---------- Material shown ----------

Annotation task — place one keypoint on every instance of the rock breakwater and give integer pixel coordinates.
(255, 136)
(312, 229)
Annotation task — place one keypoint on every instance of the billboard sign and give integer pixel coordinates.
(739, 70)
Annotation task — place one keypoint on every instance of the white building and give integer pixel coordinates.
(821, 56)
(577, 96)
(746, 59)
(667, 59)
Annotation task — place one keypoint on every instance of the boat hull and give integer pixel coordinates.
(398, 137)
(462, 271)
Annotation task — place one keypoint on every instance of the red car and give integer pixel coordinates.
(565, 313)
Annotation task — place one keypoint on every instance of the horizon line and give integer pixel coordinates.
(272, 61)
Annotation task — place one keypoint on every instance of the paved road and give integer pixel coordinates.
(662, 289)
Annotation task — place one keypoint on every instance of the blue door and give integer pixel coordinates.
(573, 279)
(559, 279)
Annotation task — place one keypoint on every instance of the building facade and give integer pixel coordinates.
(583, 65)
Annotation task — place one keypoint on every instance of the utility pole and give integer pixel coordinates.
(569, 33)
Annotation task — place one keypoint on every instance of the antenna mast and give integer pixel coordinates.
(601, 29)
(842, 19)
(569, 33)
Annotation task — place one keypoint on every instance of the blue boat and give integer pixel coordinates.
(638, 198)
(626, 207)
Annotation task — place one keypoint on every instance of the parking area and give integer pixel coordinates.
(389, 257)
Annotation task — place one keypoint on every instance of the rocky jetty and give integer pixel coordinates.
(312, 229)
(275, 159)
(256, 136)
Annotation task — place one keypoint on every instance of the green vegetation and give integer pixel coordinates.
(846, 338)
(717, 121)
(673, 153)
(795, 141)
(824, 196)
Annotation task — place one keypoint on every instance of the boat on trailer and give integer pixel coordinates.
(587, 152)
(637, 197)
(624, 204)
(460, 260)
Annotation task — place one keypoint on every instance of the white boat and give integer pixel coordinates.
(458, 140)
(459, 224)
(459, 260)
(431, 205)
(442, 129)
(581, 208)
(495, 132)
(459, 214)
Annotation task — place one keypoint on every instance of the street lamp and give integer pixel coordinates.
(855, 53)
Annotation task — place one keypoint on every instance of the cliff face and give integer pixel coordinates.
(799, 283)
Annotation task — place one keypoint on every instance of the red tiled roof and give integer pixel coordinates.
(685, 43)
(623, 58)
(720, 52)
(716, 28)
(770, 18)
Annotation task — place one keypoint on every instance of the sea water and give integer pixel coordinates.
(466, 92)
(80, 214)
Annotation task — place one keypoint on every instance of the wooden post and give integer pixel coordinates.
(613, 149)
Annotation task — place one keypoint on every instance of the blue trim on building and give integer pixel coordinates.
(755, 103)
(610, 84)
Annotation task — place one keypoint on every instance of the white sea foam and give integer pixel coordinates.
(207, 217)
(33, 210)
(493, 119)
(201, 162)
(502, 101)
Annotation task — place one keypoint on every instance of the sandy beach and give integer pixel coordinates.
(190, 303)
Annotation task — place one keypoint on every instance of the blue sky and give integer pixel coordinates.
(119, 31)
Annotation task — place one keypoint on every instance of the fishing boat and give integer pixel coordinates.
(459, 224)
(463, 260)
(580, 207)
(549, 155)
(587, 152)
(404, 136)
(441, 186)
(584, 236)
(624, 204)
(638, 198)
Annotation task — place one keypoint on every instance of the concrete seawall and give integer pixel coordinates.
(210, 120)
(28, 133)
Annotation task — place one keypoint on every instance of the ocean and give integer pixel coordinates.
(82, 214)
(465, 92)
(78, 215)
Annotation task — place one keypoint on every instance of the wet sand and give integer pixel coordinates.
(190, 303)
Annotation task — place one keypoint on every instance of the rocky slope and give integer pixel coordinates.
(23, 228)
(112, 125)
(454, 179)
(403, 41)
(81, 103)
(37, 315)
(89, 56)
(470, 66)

----------

▶ [Task to carry out] The response should consist of the entries above, retyped exactly.

▶ [Answer to this problem]
Annotation task — place one keypoint on every instance of the rock breakwater and give integer pixel coordinates.
(255, 136)
(312, 229)
Annotation task — place one keypoint on every instance of the billboard sign and give integer pixel coordinates.
(739, 70)
Annotation task — place one keypoint on every instance of the white building and give integer pixel coordinates.
(821, 56)
(577, 96)
(746, 59)
(667, 59)
Annotation task — place one keypoint on every instance of the boat hull and give integer pixel coordinates.
(398, 137)
(462, 271)
Annotation task — place one keypoint on every instance of the red car and give integer pixel coordinates.
(565, 313)
Annotation task — place one keypoint on every instance of the horizon line and give integer pixel coordinates.
(272, 61)
Annotation task — place one keypoint on every instance of the paved road and give integer pixel coordinates.
(662, 289)
Annotation task — place one keypoint on every instance of the blue door and give integer pixel coordinates.
(573, 279)
(559, 279)
Annotation task — place one keypoint on every instance of the building facade and give integer pixel coordinates.
(583, 65)
Annotation task — place one keypoint on every instance of the utility pole and give integer pixel coordinates.
(569, 33)
Annotation task — place one keypoint on every instance of the antenna mast and give integer pixel coordinates.
(601, 29)
(842, 19)
(569, 33)
Annotation task — place one keypoint on every instance of the blue boat and give integer pixel coordinates.
(638, 198)
(626, 207)
Annotation task — place one keypoint on every instance of the parking area and give integer pixel coordinates.
(389, 257)
Annotation task — place one keypoint on every instance of the rocky jetty and give integer pixel coordinates.
(312, 229)
(275, 159)
(256, 136)
Annotation task — place one keypoint on every instance of the green vegetation and give integer pixel coordinates.
(846, 338)
(717, 121)
(673, 153)
(795, 141)
(824, 196)
Annotation task — place one keypoint on every instance of the boat on trailer and give integer pixel coordinates.
(587, 152)
(637, 197)
(624, 204)
(460, 260)
Annotation task — place one keypoint on every instance of the white boat and give integer pixel coordinates.
(458, 140)
(459, 224)
(459, 260)
(431, 205)
(442, 129)
(581, 208)
(495, 132)
(459, 214)
Annotation task — place one keypoint on every instance of the street lamp and give integer pixel coordinates.
(855, 53)
Annotation task — place one keypoint on every instance of the cliff face and give integer pixel coordinates.
(799, 283)
Annotation task — place one keypoint on every instance of the red tiled roof and give integer pixel coordinates.
(685, 43)
(623, 58)
(720, 52)
(716, 28)
(770, 18)
Annotation task — place one keypoint on every instance of the sea water and give integer pixel coordinates.
(466, 92)
(80, 214)
Annotation task — place one keypoint on every instance of the wooden post and give integer pixel coordinates.
(613, 149)
Annotation task — place one keypoint on every instance of the blue trim on building and give integer pixel coordinates.
(755, 103)
(610, 84)
Annotation task — place one keypoint on every instance of the white sea foam and give integer pixel coordinates.
(207, 217)
(33, 210)
(493, 119)
(201, 162)
(502, 101)
Annotation task — place one keypoint on every instance of the sandy beach and give integer pixel coordinates.
(190, 303)
Annotation task — place one keypoint on every instance of the blue sky and give integer pixel coordinates.
(119, 31)
Annotation task — place one keypoint on every instance of the fishing boat and give integer pixel coordinates.
(459, 224)
(463, 260)
(580, 207)
(549, 155)
(587, 152)
(404, 136)
(441, 186)
(584, 236)
(624, 204)
(638, 198)
Annotation task — place one keypoint on every instance of the concrete seawall and give integer pixel coordinates.
(210, 120)
(28, 133)
Annotation task — place one keypoint on every instance of the ocean and give integer pixel coordinates.
(82, 214)
(465, 92)
(78, 215)
Annotation task — place one keypoint on every instance of the wet sand and give integer pixel coordinates.
(190, 303)
Annotation task — place one keypoint on every instance of the rocky slope and give integer pixel coordinates.
(23, 228)
(112, 125)
(454, 179)
(403, 41)
(81, 103)
(37, 315)
(89, 56)
(470, 66)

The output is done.